§ EXTRACT TO READ
Why Should Private Companies Purchase D&O?
Why purchase private company directors and officers liability coverage?
Its a common question that never seems to get answered.
The common perception of private company owners seems to be that they do not need to purchase D&O coverage. This is due, in large part, to the fact that most private company D&O lawsuits are quietly settled and are not splashed across the front page of the Wall Street Journal like many of the claims brought against public companies.
But private companies are sued every day–often for events that are not covered by general liability, employment practices liability or fiduciary liability policies.
Private company D&O coverage is a meaningful risk management tool for privately held companies and, accordingly, insurance companies and brokers need to better explain to private companies why they should invest in it.
So what kinds of claims are private companies and their owners subject to that should lead them to purchase Private Company D&O?
Duty to Defend.
First, and most importantly, private D&O is usually written on a duty to defend basis. It is well understood that that the duty to defend is broader than the duty to indemnify. Where at least one allegation of a lawsuit is potentially covered, many states require the insurance company to defend the entire lawsuit.
This is less significant for employment-related claims where the allegations are often related and covered by the policy, but is significant for non-employment claims.
For example, consider a fairly typical claim scenario where fraud or negligent misrepresentation is alleged in conjunction with a claim otherwise excluded by the policy. In this situation, it is likely that the duty to defend would be triggered for the entire claim, and the associated defense expenses may approach six figures.
The duty to defend is a valuable coverage that can easily exceed the cost of the policy and significantly protect the financial position of a privately held company.
Beyond the value of duty to defend for the corporate entity itself, it can also be valuable to the individual directors and officers or employees. Consider this claim where an insured person was named in a lawsuit alleging breach of contract against the company. The insured person was alleged to have misrepresented the true nature of the contractual relationship and was also alleged not to be entitled to the protection of the corporate structure or corporations indemnity.
Since the contract itself was with the entity and not the person, it was hoped that the individual would simply be dismissed from the lawsuit. Unfortunately the matter quickly shifted to bankruptcy court, which has been slow to remove the person from the suit.
As the company moved into bankruptcy, its ability to indemnify the director was impaired, and without insurance the director would have had to pay defense expenses from his own pocket for a claim rightly directed against the corporation. Defense expenses exceed $250,000.

§ MATERIAL SUPPLIED
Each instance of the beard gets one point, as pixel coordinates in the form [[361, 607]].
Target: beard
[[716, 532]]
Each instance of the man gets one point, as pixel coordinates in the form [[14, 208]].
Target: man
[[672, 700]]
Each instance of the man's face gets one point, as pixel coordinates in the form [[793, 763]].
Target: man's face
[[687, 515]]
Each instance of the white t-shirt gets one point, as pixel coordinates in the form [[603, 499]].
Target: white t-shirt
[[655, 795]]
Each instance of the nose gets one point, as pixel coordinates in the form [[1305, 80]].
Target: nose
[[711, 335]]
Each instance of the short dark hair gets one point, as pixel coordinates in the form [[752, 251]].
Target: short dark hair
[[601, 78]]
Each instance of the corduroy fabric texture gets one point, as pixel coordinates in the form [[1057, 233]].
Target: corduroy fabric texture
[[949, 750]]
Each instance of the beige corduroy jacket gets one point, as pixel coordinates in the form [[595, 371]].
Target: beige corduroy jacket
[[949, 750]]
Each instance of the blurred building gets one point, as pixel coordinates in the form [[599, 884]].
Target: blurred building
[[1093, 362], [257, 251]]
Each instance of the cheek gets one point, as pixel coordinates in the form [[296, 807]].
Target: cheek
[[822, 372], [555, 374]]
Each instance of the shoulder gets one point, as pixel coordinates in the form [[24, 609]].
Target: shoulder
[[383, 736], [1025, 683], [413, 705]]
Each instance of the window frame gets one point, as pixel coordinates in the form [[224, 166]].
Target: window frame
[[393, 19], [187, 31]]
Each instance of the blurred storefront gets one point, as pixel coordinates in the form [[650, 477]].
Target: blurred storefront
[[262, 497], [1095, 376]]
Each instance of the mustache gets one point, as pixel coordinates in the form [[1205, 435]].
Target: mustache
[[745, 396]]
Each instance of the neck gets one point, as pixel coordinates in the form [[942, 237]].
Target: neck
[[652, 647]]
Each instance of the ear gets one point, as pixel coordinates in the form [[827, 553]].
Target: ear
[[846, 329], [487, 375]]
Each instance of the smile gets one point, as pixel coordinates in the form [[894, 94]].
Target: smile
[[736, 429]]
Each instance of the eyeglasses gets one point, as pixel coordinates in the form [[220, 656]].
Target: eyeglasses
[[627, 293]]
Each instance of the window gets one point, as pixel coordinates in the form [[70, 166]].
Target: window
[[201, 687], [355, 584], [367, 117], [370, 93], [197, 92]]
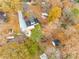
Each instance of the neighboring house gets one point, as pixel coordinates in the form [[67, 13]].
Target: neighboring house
[[43, 56], [2, 17], [26, 25]]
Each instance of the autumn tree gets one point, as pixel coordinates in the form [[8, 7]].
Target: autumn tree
[[54, 13]]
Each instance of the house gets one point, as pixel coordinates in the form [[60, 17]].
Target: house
[[26, 25], [2, 16], [56, 42], [43, 56]]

§ GIVEN PROBLEM A
Translate this sentence from the article on private company D&O coverage into Spanish: "The duty to defend is a valuable coverage that can easily exceed the cost of the policy and significantly protect the financial position of a privately held company."
§ GIVEN PROBLEM B
Copy the stretch of the entries from the line containing "Each instance of the house" through the end of the entries.
The article and the entries were taken from separate sources.

§ COMPLETE RESPONSE A
El deber de defensa es una cobertura valiosa que puede superar fácilmente el costo de la póliza y proteger de manera significativa la situación financiera de una empresa de capital privado.

§ COMPLETE RESPONSE B
Each instance of the house gets one point, as pixel coordinates in the form [[60, 17]].
Target: house
[[26, 25], [2, 16], [56, 42], [43, 56]]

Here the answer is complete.